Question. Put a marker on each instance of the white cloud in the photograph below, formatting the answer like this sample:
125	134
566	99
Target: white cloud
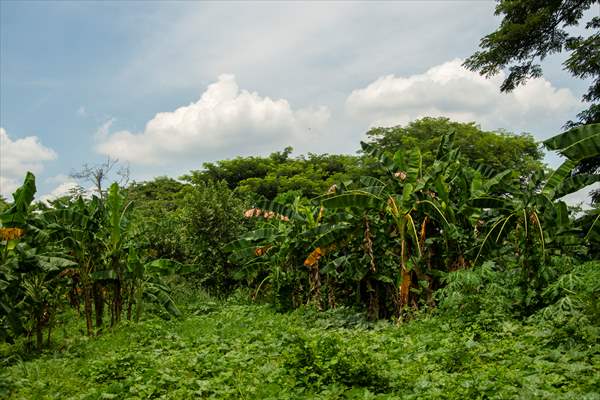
582	197
452	91
63	189
19	156
224	117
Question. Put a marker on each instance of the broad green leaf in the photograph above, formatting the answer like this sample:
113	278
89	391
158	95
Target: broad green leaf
557	177
575	183
16	214
572	136
488	202
108	274
352	199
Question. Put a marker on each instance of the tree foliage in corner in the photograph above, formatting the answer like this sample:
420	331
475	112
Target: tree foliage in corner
532	30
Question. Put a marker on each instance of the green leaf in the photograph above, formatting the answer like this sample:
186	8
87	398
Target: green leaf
572	136
575	183
353	199
16	214
488	202
163	266
108	274
557	177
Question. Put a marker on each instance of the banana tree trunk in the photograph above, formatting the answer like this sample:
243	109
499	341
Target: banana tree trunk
39	338
98	304
405	274
117	302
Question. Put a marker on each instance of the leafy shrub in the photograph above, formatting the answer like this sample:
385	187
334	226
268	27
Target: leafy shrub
486	293
329	359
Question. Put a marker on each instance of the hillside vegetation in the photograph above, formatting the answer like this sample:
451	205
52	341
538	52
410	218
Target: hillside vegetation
412	270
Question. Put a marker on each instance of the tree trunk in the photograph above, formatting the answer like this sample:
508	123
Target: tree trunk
117	302
129	304
98	304
49	327
39	337
406	278
87	308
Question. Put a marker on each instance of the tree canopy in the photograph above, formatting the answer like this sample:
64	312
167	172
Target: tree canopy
500	150
532	30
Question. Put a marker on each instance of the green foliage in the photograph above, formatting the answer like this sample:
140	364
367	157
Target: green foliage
229	351
499	150
211	217
531	31
269	177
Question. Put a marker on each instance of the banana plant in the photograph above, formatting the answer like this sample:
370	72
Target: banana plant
533	216
116	229
145	283
78	226
30	266
407	197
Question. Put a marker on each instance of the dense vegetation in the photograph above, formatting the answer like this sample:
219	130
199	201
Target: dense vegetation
414	269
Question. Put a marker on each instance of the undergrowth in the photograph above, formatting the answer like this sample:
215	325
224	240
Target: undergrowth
476	345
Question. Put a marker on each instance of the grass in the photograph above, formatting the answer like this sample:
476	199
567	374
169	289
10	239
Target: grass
237	350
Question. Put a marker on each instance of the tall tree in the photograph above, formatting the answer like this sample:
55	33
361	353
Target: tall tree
530	31
499	150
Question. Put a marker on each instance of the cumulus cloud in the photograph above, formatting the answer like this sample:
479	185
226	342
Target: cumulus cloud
224	117
64	188
19	156
452	91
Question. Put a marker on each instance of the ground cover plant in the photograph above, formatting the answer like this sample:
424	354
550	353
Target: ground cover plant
474	347
443	278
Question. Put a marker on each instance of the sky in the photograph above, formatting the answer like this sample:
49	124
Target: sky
167	86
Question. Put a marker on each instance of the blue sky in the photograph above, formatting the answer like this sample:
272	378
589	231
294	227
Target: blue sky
167	86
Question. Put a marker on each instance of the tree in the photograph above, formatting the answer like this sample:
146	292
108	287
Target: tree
98	174
528	33
499	150
532	30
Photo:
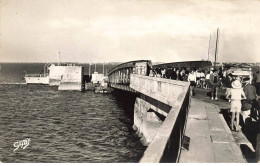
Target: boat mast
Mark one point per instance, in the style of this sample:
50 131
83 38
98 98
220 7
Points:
103 69
58 58
209 48
216 50
89 70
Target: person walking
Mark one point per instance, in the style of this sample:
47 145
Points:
214 81
250 102
235 94
207 83
257 83
192 80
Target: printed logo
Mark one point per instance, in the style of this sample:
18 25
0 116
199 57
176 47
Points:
22 144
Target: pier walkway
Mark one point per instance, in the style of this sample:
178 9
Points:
211 140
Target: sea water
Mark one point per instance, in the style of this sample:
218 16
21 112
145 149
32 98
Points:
38 123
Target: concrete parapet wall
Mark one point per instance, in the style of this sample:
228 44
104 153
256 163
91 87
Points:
146 122
166 139
164 90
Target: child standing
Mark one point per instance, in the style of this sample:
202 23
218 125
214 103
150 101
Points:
235 94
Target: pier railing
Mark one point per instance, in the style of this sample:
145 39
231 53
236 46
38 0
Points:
34 75
167 143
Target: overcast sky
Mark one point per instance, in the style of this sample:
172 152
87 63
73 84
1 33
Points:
125 30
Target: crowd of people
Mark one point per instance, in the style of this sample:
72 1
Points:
241 92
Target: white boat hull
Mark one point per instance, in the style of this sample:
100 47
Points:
37 80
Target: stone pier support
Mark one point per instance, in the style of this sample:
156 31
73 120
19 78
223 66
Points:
146 122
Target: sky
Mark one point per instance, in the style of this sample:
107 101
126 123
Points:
125 30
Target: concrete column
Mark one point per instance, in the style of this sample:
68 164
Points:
146 122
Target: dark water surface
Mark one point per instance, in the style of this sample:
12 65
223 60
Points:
65 126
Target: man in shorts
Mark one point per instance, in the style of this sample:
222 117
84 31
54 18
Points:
214 81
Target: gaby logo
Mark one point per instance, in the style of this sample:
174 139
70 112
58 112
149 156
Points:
22 144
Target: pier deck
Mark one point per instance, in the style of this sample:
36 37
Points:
211 140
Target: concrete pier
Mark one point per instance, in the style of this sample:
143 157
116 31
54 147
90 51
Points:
211 140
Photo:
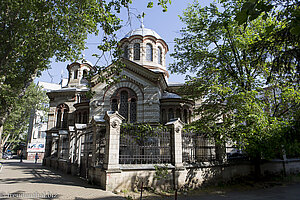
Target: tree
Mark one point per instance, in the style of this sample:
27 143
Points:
287 58
16 126
34 31
239 102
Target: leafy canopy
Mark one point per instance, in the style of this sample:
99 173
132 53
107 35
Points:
238 101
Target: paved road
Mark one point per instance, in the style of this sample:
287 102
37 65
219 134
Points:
33 181
287 192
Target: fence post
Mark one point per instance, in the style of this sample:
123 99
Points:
113 122
176 126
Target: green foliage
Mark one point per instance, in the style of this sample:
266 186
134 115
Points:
281 41
33 32
243 99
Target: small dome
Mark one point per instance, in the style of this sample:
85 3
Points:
143 32
84 61
169 95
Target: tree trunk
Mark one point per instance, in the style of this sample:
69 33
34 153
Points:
257 169
9 108
1 146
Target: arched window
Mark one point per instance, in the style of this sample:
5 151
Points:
124 104
84 74
185 116
163 116
126 52
58 119
136 49
62 116
124 100
149 52
133 110
171 114
178 113
75 74
159 55
85 118
114 105
79 118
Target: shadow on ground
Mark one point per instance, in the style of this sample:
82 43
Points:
42 174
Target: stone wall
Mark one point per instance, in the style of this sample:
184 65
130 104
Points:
113 176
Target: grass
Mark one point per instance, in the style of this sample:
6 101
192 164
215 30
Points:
239 184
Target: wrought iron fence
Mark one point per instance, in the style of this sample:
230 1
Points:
197 148
144 146
100 145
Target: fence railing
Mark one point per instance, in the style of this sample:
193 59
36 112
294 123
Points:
197 148
139 146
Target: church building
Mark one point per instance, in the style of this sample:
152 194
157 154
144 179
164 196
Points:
143 96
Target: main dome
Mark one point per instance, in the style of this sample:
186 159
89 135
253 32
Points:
143 32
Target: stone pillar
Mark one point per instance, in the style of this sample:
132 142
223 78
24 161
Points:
176 126
113 121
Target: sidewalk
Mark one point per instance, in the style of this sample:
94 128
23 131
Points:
28 180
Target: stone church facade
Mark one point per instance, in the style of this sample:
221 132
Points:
143 96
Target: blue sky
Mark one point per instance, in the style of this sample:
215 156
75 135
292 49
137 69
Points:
166 24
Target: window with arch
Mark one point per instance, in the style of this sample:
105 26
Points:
75 74
62 111
178 113
136 51
126 52
124 101
85 117
185 116
85 73
170 114
159 55
149 52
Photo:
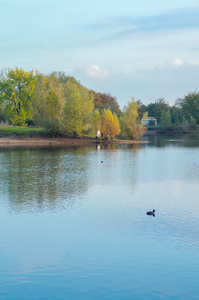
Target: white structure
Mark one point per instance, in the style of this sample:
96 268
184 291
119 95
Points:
149 121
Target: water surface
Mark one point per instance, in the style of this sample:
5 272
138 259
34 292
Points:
74 223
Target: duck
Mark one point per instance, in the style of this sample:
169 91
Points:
151 212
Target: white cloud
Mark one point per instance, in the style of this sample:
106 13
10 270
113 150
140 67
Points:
177 62
68 70
95 72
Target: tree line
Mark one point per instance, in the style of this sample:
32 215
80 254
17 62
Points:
61 105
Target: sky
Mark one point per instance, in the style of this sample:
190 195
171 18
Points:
128 48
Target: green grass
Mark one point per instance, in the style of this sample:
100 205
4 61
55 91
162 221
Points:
21 131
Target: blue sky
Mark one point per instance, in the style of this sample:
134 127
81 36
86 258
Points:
143 49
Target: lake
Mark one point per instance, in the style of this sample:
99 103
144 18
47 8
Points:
74 224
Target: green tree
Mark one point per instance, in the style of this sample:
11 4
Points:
17 89
78 109
130 121
189 106
160 106
165 120
49 103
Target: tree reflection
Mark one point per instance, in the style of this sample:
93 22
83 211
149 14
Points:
44 177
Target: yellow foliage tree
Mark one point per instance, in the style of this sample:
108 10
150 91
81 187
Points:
131 126
110 124
77 117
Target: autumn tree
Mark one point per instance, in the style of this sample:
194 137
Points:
165 120
110 124
96 120
106 101
49 103
130 121
17 89
78 109
189 107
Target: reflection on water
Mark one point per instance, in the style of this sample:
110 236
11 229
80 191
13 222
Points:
73 227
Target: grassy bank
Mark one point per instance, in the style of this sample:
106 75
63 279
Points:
19 131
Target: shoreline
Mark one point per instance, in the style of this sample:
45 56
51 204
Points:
17 141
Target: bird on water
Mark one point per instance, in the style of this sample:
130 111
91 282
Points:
152 213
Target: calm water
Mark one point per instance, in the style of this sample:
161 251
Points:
72 227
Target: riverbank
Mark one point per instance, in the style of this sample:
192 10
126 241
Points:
14 140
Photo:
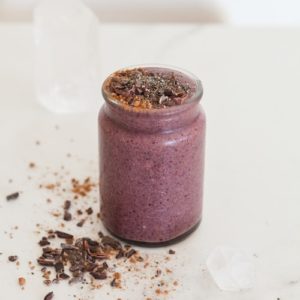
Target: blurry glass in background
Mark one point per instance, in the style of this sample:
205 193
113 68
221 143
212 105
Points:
67 56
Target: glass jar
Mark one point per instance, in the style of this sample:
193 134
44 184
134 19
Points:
151 166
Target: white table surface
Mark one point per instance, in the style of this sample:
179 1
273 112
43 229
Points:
252 192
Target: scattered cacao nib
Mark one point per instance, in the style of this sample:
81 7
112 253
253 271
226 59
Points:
89 211
130 253
47 282
59 267
67 216
82 256
109 241
99 275
80 223
113 283
45 262
120 254
67 204
105 265
49 296
63 276
63 235
44 242
13 196
13 258
144 88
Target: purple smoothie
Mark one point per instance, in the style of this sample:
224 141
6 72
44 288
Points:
151 166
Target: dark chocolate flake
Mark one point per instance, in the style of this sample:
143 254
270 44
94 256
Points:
89 211
63 276
63 235
59 267
49 296
44 242
13 258
67 204
109 241
13 196
80 223
45 262
67 216
130 253
99 275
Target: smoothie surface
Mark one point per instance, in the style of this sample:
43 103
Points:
148 88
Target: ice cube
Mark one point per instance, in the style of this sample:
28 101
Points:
67 56
231 269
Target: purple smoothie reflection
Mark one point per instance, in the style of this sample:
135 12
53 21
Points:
151 155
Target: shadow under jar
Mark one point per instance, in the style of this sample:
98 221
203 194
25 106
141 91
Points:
151 166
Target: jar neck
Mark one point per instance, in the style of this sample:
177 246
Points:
159 120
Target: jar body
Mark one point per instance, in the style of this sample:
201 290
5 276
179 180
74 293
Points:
151 183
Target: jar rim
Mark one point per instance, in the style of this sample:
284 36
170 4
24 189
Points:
196 96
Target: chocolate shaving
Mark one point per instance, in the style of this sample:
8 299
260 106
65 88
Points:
67 216
109 241
13 258
142 88
44 242
99 275
49 296
80 223
130 253
13 196
67 204
89 211
46 262
63 235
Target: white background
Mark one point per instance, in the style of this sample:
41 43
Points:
237 12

_Description of the task_
In the listing above, find the line containing "Target: jar neck" and please quote exactly that line through the last one, and no other lines.

_The completed task_
Target: jar neck
Mark one point per instance, in the style of this sample:
177 246
Points:
159 120
Target: jar body
Mark one point per instance, in the style of this sample:
201 290
5 276
179 180
74 293
Points:
151 183
Target: jar rim
Mark one point per instance, in the style of this sample:
284 36
170 4
24 189
Points:
196 96
Target: chocolate shaving
Mark one point per instance, in the style of this sample:
8 299
260 106
65 88
Points:
67 216
109 241
13 258
142 88
44 242
99 275
49 296
80 223
130 253
13 196
67 204
89 211
46 262
63 235
Target: white background
Mark one point per instance, in the style of this sample:
41 43
Points:
237 12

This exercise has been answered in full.